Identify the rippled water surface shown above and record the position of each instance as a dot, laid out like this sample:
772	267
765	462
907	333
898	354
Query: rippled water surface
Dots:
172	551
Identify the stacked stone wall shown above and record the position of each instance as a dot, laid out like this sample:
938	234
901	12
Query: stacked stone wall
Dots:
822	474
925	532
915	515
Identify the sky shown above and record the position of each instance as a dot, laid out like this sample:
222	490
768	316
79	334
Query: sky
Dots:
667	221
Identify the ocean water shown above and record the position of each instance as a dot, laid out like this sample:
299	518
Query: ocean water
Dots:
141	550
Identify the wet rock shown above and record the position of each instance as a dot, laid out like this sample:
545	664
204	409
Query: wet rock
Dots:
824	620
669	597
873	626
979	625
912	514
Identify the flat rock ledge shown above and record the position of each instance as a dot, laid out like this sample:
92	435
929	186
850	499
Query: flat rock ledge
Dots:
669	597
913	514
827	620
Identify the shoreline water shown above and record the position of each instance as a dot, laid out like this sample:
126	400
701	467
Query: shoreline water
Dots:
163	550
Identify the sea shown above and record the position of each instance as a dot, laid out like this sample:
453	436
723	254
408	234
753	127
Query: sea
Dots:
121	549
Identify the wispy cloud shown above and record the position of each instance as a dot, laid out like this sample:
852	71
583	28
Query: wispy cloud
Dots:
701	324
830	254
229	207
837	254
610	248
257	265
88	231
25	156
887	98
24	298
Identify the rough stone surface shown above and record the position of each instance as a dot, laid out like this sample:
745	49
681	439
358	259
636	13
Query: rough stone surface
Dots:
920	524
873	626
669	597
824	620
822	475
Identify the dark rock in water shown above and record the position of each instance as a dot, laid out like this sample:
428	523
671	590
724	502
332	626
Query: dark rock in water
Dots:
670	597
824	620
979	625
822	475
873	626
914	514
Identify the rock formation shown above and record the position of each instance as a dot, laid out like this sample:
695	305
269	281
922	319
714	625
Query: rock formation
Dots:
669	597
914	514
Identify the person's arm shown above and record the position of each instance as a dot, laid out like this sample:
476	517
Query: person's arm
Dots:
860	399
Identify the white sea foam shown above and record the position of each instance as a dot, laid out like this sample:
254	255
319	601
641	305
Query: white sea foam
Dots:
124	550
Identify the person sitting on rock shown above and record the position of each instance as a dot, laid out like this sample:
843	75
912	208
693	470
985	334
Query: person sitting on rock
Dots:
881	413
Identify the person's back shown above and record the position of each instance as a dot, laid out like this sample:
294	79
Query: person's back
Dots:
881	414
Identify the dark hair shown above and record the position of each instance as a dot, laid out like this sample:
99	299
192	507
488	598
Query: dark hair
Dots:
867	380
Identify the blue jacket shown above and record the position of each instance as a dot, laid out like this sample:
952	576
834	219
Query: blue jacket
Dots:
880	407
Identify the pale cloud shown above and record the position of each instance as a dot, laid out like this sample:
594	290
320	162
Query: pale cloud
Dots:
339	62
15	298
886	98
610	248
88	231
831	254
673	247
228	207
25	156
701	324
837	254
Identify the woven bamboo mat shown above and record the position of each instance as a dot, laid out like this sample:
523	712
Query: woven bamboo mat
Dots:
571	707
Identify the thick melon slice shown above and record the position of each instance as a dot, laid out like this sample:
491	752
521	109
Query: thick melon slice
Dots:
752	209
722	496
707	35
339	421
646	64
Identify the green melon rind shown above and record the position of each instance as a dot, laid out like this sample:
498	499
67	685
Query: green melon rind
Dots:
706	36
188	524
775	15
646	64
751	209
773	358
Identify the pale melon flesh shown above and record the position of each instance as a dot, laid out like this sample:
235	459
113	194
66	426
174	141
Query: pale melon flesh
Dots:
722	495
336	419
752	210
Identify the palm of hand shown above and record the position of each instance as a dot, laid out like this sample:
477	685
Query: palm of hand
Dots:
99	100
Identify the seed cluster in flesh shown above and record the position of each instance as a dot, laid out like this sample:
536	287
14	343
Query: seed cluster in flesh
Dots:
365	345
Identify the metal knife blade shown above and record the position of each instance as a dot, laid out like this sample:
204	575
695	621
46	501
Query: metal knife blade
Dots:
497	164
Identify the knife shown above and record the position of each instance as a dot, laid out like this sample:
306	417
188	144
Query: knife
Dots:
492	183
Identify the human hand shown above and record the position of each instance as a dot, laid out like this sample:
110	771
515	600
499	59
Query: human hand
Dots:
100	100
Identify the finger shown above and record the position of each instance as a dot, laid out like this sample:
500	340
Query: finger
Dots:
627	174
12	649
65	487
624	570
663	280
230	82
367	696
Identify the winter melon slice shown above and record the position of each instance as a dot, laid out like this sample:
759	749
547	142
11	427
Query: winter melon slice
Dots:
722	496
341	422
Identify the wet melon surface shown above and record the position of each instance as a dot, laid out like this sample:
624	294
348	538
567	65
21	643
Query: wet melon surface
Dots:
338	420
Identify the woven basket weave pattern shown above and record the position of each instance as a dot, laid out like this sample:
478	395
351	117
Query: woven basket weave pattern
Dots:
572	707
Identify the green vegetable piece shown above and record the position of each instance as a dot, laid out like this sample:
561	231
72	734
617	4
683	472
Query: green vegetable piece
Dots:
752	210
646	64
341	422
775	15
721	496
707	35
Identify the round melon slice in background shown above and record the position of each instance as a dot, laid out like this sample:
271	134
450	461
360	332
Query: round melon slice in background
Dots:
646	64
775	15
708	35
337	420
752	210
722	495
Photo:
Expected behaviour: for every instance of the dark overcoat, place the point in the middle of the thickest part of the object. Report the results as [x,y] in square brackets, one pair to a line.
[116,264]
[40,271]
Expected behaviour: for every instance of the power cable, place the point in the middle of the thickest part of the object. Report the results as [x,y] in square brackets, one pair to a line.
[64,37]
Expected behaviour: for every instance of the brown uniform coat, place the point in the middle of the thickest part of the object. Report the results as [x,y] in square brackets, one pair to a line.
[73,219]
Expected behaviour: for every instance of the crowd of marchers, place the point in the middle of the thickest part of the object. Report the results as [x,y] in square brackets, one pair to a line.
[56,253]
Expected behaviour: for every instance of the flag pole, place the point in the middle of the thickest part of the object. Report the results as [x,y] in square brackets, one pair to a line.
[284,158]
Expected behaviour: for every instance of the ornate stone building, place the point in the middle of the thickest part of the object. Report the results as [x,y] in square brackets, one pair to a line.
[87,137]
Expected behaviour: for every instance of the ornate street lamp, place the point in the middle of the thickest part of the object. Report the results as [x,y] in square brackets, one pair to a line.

(Your instructions): Your job is to reproduce the data in full, with every line intact.

(Answer to this exercise):
Identify the rippled water surface shown above and record the position of each instance as a dot, laid out like this sample:
772	267
765	462
907	333
898	354
Query: rippled water surface
Dots:
172	551
Identify the stacked stone wall shown above and record the position of each instance as a dot, laid out like this sample:
938	234
901	12
Query: stacked stone wall
Dots:
822	474
925	532
915	515
Identify the sky shown above and record the position of each instance as a dot, laid out like this sample:
222	490
768	316
79	334
Query: sky
Dots:
667	221
Identify the ocean water shown above and record the position of each instance as a dot, laid out like this sample:
299	518
Query: ocean water
Dots:
141	550
Identify the wet rock shown above and record the position of each instance as a dot, laid out like this sample:
545	664
204	409
Query: wet rock
Dots:
824	620
669	597
873	626
979	625
912	514
Identify the flat rock ledge shown above and record the position of each instance as a dot, laid out like this sample:
92	435
929	186
850	499
Query: flat rock ledge
Dots:
669	597
913	514
827	620
Identify the shoreline water shown above and record the position of each instance as a dot, laid out like this sample:
126	400
701	467
Query: shoreline water
Dots:
163	550
Identify the sea shown above and record the position of each instance as a dot, laid out like this sample:
453	436
723	254
408	234
753	127
Query: sea
Dots:
121	549
Identify the wispy cloud shown above and record the position of each instance as a dot, laid out like this sample:
852	71
583	28
Query: wispy cloud
Dots:
701	324
830	254
229	207
837	254
610	248
257	265
88	231
25	156
887	98
24	298
Identify the rough stone surface shown above and record the position of each instance as a dot, laid out like this sample:
745	49
681	439
358	259
636	13
Query: rough stone surface
Dots:
920	524
873	626
669	597
824	620
822	475
Identify the dark rock in water shown above and record the position of each instance as a dot, laid out like this sample:
428	523
671	590
724	502
332	626
Query: dark rock in water
Dots:
670	597
824	620
979	625
822	475
873	626
914	514
Identify the rock formation shown above and record the position of each instance as a dot, laid out like this sample:
695	305
269	281
922	319
714	625
Query: rock formation
Dots:
669	597
914	514
Identify the person's arm shown above and record the position of each instance as a dot, laid out like this sample:
476	517
Query: person's arm
Dots:
860	399
Identify the white sea foam shown above and record the position of each instance as a dot, laid out like this sample:
254	255
319	601
641	305
Query: white sea foam
Dots:
124	550
Identify the person sitting on rock shown above and record the position of each instance as a dot, laid out like this sample:
843	75
912	208
693	470
985	334
Query: person sitting on rock
Dots:
881	413
Identify the person's back shown above and record the position of each instance as a dot, laid out like this sample:
294	79
Query: person's back
Dots:
881	414
Identify the dark hair shown above and record the position of each instance as a dot, laid out like this sample:
99	299
192	507
488	598
Query: dark hair
Dots:
867	380
Identify the blue jacket shown above and record the position of each instance as a dot, laid out like this sample:
952	576
834	219
Query: blue jacket
Dots:
880	407
Identify the pale cloud shown above and record the position of each instance as a dot, laid out like this sample:
594	290
320	162
Query: pale cloud
Dots:
339	62
15	298
886	98
610	248
88	231
831	254
673	247
228	207
25	156
701	324
837	254
Identify the woven bamboo mat shown above and record the position of each instance as a dot, laid out like this sample:
523	712
Query: woven bamboo mat
Dots:
571	707
Identify the thick melon slice shown above and record the position of each instance as a dot, laid out like this sample:
491	752
521	109
Query: thick melon slice
Dots:
752	209
722	496
707	35
339	421
646	64
Identify the green melon rind shown above and record the position of each instance as a dot, laid out like this sample:
498	499
67	685
Query: green melon rind
Dots:
706	36
188	524
775	15
646	64
751	209
773	358
Identify the pale melon flesh shown above and record the position of each instance as a dot, laid out like this sample:
235	459
113	194
66	426
174	141
Query: pale melon flesh
Dots:
722	495
336	419
752	210
Identify the palm of hand shown above and record the position of each instance as a dot, laid out like this sample:
477	685
Query: palm of hand
Dots:
99	100
Identify the seed cluster in flesh shown above and record the position of each instance as a dot, laid out like this sample:
536	287
14	343
Query: seed cluster in flesh
Dots:
365	345
Identify the metal knife blade shown above and record the position of each instance as a dot, laid out like this sample:
204	575
695	621
46	501
Query: metal knife blade
Dots:
497	164
Identify the knife shown above and record the position of each instance as a dot, laid out like this sample:
306	417
188	144
Query: knife
Dots:
492	183
Identify the human hand shown above and record the position of each instance as a dot, laid out like this sample:
110	771
515	600
499	59
Query: human hand
Dots:
100	100
Identify the finger shown above and record the position of each instance as a dot, laid out like this sample:
500	340
Query: finger
Dots:
627	174
12	649
65	487
624	570
663	280
230	82
367	696
Identify the winter melon slice shown above and record the position of each instance as a dot, laid out like this sample:
759	749
547	142
11	427
Query: winter melon slice
Dots:
722	496
341	422
Identify the wet melon surface shown above and record the position of each instance as a dot, laid out like this sample:
624	294
348	538
567	65
21	643
Query: wet melon surface
Dots:
338	420
Identify the woven basket weave pattern shown above and record the position of each instance as a dot, laid out like this sample:
478	395
351	117
Query: woven basket weave pattern
Dots:
572	707
Identify the green vegetable piece shown above and record the position of each instance as a dot, laid out like this sample:
561	231
72	734
617	4
683	472
Query: green vegetable piece
Dots:
752	210
646	64
341	422
775	15
721	496
707	35
Identify the round melon slice in background shown above and record the position of each instance as a dot, laid out like this sample:
271	134
450	461
360	332
Query: round melon slice in background
Dots:
646	64
775	15
708	35
337	420
752	210
722	495
Photo:
Expected behaviour: for every instance of the dark overcoat, place the point in the middle of the thickest part of the object. Report the results as [x,y] in square brackets, one pair to a line.
[116,264]
[40,271]
Expected behaviour: for every instance of the power cable, place the point in the middle of the thickest part of the object. Report the results as [x,y] in square brackets, one pair to a line.
[64,37]
Expected behaviour: for every instance of the brown uniform coat, place the point in the middle of the thickest part of the object. Report the results as [x,y] in square brackets, one pair to a line.
[73,219]
Expected behaviour: for every instance of the crowd of marchers, place the point in the middle of the thickest part of the object. Report the results as [x,y] in square brackets, one pair to a line.
[56,253]
Expected behaviour: for every instance of the flag pole, place the point in the middle of the thickest part of the object. Report the results as [x,y] in square brackets, one pair to a line.
[284,158]
Expected behaviour: for every instance of the ornate stone building, place the point in the middle of the thickest part of the object. Report the results as [x,y] in square brackets, one pair to a line.
[87,137]
Expected behaviour: for every instance of the ornate street lamp, place the point in the middle of the thickest part of the object. Report the results as [x,y] in square brackets, one pair to a line.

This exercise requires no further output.